So, a document whose URL is "http://127.0.0.1:8000/test.php?pfad=" contains an image with an identical URL, "http://127.0.0.1:8000/test.php?pfad=". Naturally, the browser tries to load it, and then image decoding fails, because it's actually HTML, and not any image type.

I do not think that Safari/WebKit behavior is buggy in any way - it just does what the author asked for. But Firefox seems to have an optimization that prevents this attempt to load main resource as an image, and it probably wouldn't hurt to add such an optimization to WebKit. We should check how this works for other types of resources, such as CSS stylesheets.
Comment 8 Rüdiger Cordes 2009-10-13 09:38:31 PDT
Wow! What an easy explanation! I wouldnt have thought that src= nothing means src=self.
● ● ● ● ●
### Task directions
Write out the browser image-loading discussion word for word, in full. The material after this comes from a separate source.
● ● ● ● ●
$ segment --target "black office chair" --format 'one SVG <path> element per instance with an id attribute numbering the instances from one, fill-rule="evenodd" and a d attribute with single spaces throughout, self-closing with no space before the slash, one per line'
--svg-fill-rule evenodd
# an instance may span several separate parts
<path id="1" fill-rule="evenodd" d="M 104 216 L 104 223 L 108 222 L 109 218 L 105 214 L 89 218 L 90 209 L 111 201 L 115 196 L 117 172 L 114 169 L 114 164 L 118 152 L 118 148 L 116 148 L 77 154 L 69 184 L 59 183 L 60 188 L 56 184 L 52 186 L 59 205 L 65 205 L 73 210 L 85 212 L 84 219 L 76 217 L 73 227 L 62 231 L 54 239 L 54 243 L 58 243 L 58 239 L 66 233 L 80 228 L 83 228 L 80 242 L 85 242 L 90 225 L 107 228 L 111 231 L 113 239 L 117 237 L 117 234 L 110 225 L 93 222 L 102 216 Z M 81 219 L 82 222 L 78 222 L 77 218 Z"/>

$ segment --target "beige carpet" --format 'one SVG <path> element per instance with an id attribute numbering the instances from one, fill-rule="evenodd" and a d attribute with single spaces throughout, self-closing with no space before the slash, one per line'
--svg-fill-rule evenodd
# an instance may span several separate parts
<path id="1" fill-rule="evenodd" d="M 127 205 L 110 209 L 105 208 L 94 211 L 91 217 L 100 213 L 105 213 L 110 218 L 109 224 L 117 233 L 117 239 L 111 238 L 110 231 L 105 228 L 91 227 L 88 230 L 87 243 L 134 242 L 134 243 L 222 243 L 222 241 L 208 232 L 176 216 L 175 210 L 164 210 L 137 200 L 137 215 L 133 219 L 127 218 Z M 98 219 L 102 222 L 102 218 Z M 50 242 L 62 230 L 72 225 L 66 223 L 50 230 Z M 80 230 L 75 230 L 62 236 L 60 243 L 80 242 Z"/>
● ● ● ● ●
### Expected output
So, a document whose URL is "http://127.0.0.1:8000/test.php?pfad=" contains an image with an identical URL, "http://127.0.0.1:8000/test.php?pfad=". Naturally, the browser tries to load it, and then image decoding fails, because it's actually HTML, and not any image type.

I do not think that Safari/WebKit behavior is buggy in any way - it just does what the author asked for. But Firefox seems to have an optimization that prevents this attempt to load main resource as an image, and it probably wouldn't hurt to add such an optimization to WebKit. We should check how this works for other types of resources, such as CSS stylesheets.
Comment 8 Rüdiger Cordes 2009-10-13 09:38:31 PDT
Wow! What an easy explanation! I wouldnt have thought that src= nothing means src=self.